### Directive 1
In the listing below, multiply every coordinate in the answers by 2.3 and round to whole numbers, with halves rounded up, leaving the requests and their format samples unchanged. Rewrite the lines starting at the one containing "man's nose — bbox?" and ending at the one containing "top-left (360, 257), bottom-right (725, 438)", with the requests included and nothing else.

### Reading text
Pigs don’t fly. They’re heavy, clumsy. The same goes for men. Even men cannot fly. However, they’ve always dreamt of doing so, they’ve always tried to overcome their limits and look beyond. Flying means making everything possible, feeling free. It’s the lightness of being. And seeing a pig fly means “dreaming the impossible dream”, in the words of Don Quixote: seeing what others cannot or don’t know how to see. This is how a winged pig became the emblem of restaurant DiverXo, the temple in Madrid of tri-starred chef David Muñoz.

You can tell that Muñoz is a visionary, a nonconformist, a daring dreamer by the promotional short film he wanted (and starred in) for his restaurant, a film with strong and grotesque images, a masterpiece of photography in which the table becomes the stage for a liberating ritual during which guests abandon their inhibitions and gradually reveal their nature, in a visual and audio crescendo with a very strong impact.

Struck by this video, I arrived at DiverXo truly excited and full of expectations. I wasn’t as thrilled and full of adrenalin not even the first time I set foot in a great restaurant.

You can find flying pigs a bit everywhere, around the restaurant. Hanging from the ceiling, or peeping out from the walls, next to flocks of butterflies, large golden ants, huge ice cream cones and marmoreal female legs. Yet the setting is unveiled gradually during the dinner, because every table is wrapped by a heavy tent, from the ceiling to the ground, which is opened up (uncovering the table) only when the first course arrives. At your arrival, after a short guided tour of the kitchen, you’re immediately walked to the table in the darkness of the tent, with only the dim light of a candelabra.

The two dining room managers, man and woman, welcome the guests wearing a morning dress, red gym shoes and a matching bow-tie, with shorts and black nail polish for Javier Arroyo, the restaurant’s director and sommelier. The waiters, more soberly, wear dark trousers and a white shirt, with gym shoes and black braces tied in different ways. They are very many, and swarm between the tables in a constant yet organised way.

### Directive 2
Copy the passage about the restaurant DiverXo starting at "You can find" and ending at "of a candelabra.", switching "tent" to "curtain" wherever it occurs.

[Items from a labeling collection]
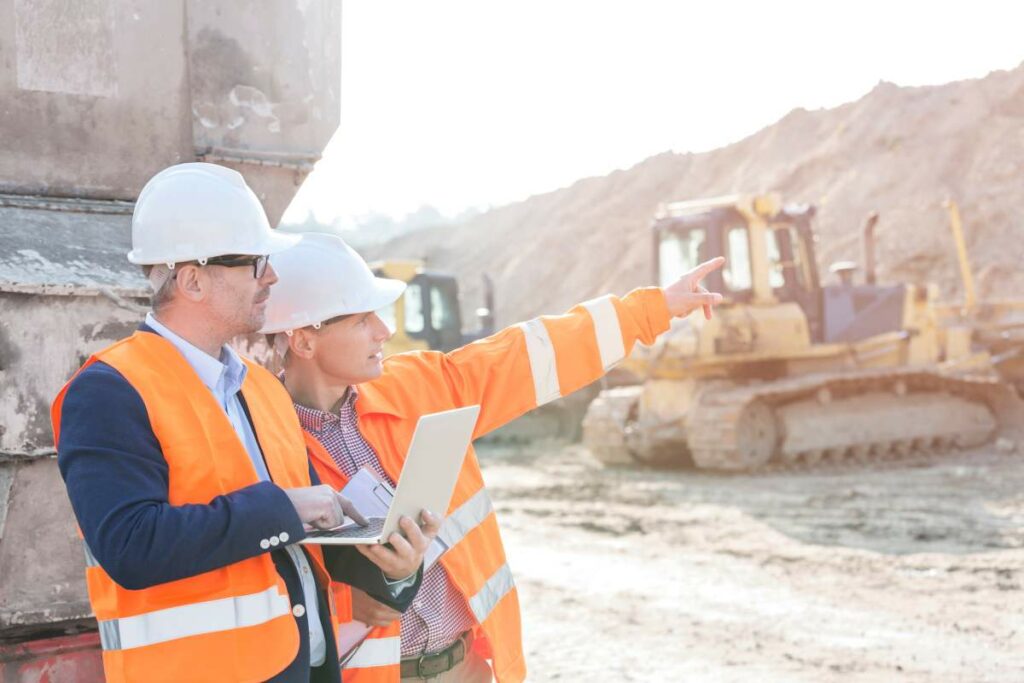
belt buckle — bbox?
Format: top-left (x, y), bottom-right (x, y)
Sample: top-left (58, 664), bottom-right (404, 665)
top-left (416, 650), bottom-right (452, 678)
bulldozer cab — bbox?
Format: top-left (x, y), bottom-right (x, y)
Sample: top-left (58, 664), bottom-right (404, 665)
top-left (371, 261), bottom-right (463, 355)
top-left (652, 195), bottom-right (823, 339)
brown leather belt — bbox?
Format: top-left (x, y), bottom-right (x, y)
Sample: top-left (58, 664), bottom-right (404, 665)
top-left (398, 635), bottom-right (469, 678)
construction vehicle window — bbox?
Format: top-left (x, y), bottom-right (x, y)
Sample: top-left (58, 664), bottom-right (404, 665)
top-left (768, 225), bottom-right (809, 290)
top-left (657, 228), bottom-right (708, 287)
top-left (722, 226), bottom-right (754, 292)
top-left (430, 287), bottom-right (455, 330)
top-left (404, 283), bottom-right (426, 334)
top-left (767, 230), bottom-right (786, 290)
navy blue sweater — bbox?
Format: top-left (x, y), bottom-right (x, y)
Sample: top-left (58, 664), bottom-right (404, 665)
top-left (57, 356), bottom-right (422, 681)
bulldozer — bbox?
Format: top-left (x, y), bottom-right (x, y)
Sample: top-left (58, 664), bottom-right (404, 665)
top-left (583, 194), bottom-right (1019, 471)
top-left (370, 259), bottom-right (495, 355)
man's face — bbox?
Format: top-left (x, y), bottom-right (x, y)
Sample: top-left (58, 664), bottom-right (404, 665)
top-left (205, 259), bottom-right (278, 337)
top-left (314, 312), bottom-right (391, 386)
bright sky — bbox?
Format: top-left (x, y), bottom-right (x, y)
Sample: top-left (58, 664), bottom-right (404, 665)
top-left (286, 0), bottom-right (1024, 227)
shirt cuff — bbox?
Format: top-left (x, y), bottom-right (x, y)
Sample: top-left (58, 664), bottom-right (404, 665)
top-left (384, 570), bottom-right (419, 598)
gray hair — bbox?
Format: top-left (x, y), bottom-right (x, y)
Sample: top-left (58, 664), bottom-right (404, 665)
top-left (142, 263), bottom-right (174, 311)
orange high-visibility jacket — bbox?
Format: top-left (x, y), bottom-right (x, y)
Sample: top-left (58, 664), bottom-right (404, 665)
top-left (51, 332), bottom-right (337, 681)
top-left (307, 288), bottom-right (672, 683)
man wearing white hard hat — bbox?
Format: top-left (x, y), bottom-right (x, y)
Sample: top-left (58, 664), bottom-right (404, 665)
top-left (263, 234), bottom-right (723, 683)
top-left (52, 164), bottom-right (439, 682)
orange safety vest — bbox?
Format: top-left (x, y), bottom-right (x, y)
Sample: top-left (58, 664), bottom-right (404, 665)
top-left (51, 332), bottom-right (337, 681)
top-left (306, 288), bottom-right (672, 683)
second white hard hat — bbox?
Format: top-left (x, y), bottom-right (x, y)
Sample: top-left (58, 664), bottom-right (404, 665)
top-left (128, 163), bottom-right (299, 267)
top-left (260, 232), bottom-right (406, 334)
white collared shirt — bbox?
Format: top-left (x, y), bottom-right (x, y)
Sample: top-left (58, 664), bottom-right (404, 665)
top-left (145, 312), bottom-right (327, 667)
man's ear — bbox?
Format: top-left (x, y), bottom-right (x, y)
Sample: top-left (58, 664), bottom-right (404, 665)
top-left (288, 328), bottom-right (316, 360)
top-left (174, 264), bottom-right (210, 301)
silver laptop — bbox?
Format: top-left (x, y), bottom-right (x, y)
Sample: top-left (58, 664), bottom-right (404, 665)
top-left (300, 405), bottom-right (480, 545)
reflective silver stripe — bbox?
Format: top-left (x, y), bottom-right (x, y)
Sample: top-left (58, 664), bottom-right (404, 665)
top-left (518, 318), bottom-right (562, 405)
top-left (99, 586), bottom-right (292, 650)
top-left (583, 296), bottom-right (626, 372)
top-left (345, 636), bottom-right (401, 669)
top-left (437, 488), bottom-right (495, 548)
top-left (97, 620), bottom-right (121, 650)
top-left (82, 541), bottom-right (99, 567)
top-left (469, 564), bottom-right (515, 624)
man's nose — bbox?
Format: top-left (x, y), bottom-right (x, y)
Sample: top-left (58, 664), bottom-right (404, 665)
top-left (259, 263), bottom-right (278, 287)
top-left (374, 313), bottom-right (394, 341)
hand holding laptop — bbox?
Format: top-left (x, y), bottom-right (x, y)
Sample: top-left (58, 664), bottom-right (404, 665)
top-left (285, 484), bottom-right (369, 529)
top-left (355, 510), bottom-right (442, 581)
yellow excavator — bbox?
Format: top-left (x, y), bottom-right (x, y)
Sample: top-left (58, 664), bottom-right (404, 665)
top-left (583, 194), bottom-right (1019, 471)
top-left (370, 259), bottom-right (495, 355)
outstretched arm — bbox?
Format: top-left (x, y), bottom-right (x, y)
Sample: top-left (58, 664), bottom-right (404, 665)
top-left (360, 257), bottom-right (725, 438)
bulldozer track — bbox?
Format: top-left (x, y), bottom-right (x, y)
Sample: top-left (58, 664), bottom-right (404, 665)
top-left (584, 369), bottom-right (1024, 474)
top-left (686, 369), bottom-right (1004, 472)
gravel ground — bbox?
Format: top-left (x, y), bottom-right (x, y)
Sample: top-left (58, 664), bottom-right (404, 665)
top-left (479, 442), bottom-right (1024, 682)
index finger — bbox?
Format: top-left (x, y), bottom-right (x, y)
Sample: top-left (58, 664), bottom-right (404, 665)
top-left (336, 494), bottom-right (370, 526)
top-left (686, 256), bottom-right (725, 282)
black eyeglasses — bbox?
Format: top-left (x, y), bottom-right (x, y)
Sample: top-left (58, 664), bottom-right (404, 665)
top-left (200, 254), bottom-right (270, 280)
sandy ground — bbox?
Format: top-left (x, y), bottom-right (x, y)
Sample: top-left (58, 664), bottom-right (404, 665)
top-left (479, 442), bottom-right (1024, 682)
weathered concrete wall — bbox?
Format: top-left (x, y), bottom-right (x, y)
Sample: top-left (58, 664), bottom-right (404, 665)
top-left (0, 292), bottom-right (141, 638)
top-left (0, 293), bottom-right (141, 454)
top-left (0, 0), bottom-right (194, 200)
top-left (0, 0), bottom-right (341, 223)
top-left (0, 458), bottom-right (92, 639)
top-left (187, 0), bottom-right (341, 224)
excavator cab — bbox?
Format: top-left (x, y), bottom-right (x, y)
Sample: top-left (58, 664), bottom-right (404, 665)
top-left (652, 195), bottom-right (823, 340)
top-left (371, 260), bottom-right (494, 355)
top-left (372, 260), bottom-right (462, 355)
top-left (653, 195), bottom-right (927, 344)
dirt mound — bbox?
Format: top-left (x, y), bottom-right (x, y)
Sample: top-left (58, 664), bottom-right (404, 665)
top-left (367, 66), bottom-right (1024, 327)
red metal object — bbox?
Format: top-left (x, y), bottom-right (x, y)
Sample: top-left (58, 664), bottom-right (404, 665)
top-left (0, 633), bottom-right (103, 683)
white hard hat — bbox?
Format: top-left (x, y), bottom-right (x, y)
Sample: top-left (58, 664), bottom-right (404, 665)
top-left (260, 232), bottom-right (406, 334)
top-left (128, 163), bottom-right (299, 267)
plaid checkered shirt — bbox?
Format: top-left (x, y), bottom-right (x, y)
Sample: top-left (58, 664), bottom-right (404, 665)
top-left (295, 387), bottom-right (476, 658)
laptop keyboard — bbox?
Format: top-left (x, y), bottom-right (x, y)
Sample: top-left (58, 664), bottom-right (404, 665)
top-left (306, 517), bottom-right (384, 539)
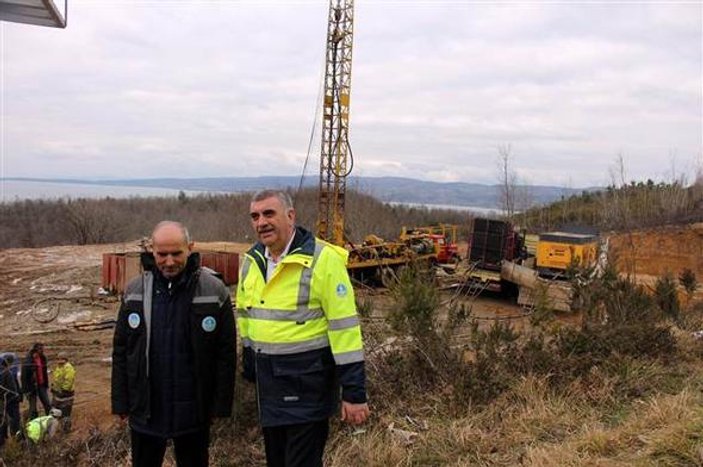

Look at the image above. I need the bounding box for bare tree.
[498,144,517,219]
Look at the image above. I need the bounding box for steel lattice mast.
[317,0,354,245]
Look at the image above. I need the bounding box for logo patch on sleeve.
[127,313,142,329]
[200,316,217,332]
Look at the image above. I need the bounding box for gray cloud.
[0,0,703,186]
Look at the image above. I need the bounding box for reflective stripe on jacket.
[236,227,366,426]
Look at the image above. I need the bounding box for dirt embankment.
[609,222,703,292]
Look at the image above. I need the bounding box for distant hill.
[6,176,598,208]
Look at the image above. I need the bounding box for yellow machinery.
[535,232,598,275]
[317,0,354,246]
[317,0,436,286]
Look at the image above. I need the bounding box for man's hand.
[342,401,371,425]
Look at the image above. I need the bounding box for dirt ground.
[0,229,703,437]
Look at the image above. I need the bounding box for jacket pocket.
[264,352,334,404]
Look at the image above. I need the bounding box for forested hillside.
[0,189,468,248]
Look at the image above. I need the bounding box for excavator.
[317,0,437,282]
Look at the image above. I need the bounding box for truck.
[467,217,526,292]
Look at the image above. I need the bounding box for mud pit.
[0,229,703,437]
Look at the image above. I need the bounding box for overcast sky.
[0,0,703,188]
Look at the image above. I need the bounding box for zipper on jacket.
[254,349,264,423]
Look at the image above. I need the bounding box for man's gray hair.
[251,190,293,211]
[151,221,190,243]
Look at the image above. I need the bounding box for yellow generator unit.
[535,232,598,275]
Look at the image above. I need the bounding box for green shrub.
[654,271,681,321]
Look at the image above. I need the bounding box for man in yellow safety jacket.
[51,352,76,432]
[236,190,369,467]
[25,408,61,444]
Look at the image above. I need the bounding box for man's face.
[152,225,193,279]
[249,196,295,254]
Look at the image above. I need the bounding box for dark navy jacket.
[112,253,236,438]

### Exercise output 1
man's nose — bbox?
Format: top-left (x, y), bottom-right (x, y)
Sample: top-left (58, 664), bottom-right (404, 665)
top-left (596, 605), bottom-right (639, 660)
top-left (860, 720), bottom-right (906, 784)
hand holding laptop — bbox?
Format: top-left (x, y), bottom-right (x, y)
Sample: top-left (58, 664), bottom-right (404, 665)
top-left (656, 1113), bottom-right (849, 1217)
top-left (817, 1173), bottom-right (1017, 1336)
yellow excavator — bbox?
Format: top-left (x, y), bottom-right (x, y)
Sample: top-left (58, 664), bottom-right (404, 665)
top-left (1341, 446), bottom-right (2344, 1083)
top-left (851, 596), bottom-right (1139, 817)
outstretched arm — bbox?
Format: top-left (x, y), bottom-right (x, y)
Sample: top-left (58, 664), bottom-right (404, 665)
top-left (828, 591), bottom-right (1668, 1007)

### Exercise output 2
You can find flying pigs a bit everywhere, around the restaurant. Hanging from the ceiling, or peeping out from the walls, next to flocks of butterflies, large golden ants, huge ice cream cones and marmoreal female legs. Yet the setting is unveiled gradually during the dinner, because every table is wrapped by a heavy curtain, from the ceiling to the ground, which is opened up (uncovering the table) only when the first course arrives. At your arrival, after a short guided tour of the kitchen, you’re immediately walked to the table in the darkness of the curtain, with only the dim light of a candelabra.